■ TRAVAIL DEMANDÉ: Dans la décision sur la pension militaire d'invalidité, quel taux le jugement du 11 avril 1995 a-t-il retenu pour l'infirmité « acouphènes » ? Répondez en une phrase, s'il vous plaît.

■ EXTRAIT À LIRE:
::::
CAA de NANTES, 6ème chambre, 16/07/2024, 23NT02714, Inédit au recueil Lebon
Vu la procédure suivante :
Procédure contentieuse antérieure :
Par un jugement du 11 avril 1995 le tribunal départemental des pensions de l'Eure a accordé à M. B... une pension militaire d'invalidité calculée sur la base du taux de 30 % pour l'infirmité " hypoacousie " et de 10 % pour l'infirmité " acouphènes ".
Ce jugement a été confirmé par un arrêt du 7 juin 1999 de la cour régionale des pensions de Caen.
Procédure devant la cour :
Par un courrier enregistré le 5 juin 2023, M. B... a saisi le président de la présente cour, devenue compétente par détermination de la loi, d'une demande d'exécution du jugement du 11 avril 1995 et de l'arrêt du 7 juin 1999.
Par une ordonnance n° 23NT02714 du 20 septembre 2023, le président de la cour a décidé d'ouvrir la phase juridictionnelle d'exécution de ce jugement.
Par sa requête enregistrée le 5 juin 2023, M. B... demande à la cour :
1°) d'enjoindre, sous astreinte, au ministre des armées de procéder au versement des arrérages de sa pension militaire d'invalidité calculée sur la base d'un taux de 40 % à compter du 19 novembre 1991 ;
2°) de réparer le " pretium doloris " qu'il subit depuis cette date.
Il soutient que :
- la cour d'appel régionale des pensions de Caen lui a attribué un taux d'invalidité de 40 % pour le calcul de sa pension militaire d'invalidité alors que selon l'arrêté n° A 599 du 6 septembre 1999 celle-ci est calculée sur la base d'un taux de 30 %.
Par un mémoire enregistré le 28 juillet 2023, le ministre des armées conclut au rejet de la demande d'exécution présentée par M. B....
Il précise que :
- ni le jugement du 11 avril 1995 du tribunal départemental des pensions de l'Eure, ni l'arrêt du 7 juin 1999 de la cour régionale des pensions de Caen, ne se sont prononcés sur le caractère incurable de l'hypoacousie dont souffre M. B...,
- les taux retenus dans ces décisions ne concernent que la période temporaire de trois ans prenant effet à compter de sa demande présentée le 19 novembre 1991,
- un arrêté du 6 septembre 1999 a entièrement exécuté ces décisions juridictionnelles,
- un second arrêté a été pris pour la période postérieure au 18 novembre 1994, sur la base d'une nouvelle expertise médicale.
::::
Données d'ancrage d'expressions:
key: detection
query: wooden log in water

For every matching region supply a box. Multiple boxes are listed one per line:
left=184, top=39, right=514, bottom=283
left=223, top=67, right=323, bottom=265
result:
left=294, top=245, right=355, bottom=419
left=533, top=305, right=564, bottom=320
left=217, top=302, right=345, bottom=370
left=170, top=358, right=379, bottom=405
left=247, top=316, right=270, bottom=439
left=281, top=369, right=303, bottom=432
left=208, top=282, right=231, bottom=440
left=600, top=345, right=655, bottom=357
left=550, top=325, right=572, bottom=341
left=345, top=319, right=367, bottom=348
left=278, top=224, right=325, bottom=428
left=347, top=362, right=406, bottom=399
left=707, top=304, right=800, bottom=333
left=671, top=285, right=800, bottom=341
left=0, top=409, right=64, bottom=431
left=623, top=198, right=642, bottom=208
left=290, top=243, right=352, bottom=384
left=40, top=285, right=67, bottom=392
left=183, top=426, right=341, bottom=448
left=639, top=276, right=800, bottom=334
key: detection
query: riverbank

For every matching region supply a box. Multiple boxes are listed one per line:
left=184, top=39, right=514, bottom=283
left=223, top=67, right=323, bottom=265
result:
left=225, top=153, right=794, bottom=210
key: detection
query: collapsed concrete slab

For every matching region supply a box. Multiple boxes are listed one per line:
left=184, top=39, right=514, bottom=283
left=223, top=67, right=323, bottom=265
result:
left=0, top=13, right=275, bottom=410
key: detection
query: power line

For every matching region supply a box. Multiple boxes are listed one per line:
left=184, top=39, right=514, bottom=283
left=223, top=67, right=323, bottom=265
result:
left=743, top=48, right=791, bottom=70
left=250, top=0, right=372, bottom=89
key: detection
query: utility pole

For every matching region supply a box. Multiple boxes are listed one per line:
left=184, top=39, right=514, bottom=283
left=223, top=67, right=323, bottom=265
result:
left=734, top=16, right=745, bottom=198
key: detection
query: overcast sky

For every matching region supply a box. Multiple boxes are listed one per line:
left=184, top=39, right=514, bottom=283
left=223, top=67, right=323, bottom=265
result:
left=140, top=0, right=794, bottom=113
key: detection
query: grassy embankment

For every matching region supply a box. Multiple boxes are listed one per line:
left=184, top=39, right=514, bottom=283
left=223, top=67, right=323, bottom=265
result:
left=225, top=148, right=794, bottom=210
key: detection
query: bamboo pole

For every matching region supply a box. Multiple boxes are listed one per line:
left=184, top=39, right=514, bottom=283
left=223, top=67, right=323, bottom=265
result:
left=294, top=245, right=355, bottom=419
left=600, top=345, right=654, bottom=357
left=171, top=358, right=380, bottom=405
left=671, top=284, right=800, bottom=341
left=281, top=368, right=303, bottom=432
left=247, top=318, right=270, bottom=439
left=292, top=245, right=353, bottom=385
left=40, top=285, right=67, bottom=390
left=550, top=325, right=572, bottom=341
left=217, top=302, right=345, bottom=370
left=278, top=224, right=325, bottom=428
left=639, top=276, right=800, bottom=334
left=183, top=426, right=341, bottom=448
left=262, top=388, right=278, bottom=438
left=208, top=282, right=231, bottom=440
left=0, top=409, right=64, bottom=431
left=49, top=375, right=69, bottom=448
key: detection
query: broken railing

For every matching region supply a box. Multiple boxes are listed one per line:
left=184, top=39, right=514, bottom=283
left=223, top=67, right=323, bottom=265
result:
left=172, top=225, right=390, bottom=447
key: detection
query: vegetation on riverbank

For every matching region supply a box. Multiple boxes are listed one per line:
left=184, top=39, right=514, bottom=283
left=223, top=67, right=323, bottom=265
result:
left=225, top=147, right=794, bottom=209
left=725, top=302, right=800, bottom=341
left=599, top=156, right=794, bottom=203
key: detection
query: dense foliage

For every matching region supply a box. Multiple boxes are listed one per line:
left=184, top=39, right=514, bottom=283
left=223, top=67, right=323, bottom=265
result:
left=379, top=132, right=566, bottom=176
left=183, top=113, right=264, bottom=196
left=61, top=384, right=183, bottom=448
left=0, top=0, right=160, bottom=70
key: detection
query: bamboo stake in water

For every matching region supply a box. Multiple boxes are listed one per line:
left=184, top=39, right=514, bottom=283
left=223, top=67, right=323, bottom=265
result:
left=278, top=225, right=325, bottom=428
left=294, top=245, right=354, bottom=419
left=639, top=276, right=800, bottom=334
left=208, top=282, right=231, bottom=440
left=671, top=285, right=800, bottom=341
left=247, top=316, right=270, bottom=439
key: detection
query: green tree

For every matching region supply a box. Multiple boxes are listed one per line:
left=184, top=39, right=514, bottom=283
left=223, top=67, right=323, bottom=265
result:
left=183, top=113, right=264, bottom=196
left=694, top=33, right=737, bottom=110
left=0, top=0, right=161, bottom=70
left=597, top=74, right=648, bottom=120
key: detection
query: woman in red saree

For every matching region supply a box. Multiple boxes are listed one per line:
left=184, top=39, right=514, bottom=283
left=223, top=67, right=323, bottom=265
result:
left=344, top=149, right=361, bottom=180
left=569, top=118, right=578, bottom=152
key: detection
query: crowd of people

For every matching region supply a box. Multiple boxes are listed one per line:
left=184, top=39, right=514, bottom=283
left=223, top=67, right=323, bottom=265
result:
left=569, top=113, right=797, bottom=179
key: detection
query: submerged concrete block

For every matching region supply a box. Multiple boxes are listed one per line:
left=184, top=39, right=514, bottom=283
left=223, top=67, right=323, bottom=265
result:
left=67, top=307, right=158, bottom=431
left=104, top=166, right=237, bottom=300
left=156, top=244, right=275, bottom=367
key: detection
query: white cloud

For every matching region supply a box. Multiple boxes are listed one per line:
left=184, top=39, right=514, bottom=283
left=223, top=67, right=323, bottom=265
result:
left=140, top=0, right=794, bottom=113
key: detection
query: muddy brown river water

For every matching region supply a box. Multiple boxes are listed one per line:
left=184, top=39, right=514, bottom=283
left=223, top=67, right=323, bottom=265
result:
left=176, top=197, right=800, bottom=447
::::
■ SOLUTION PROPOSÉE: Le jugement du 11 avril 1995 a retenu un taux de 10 % pour l'infirmité « acouphènes ».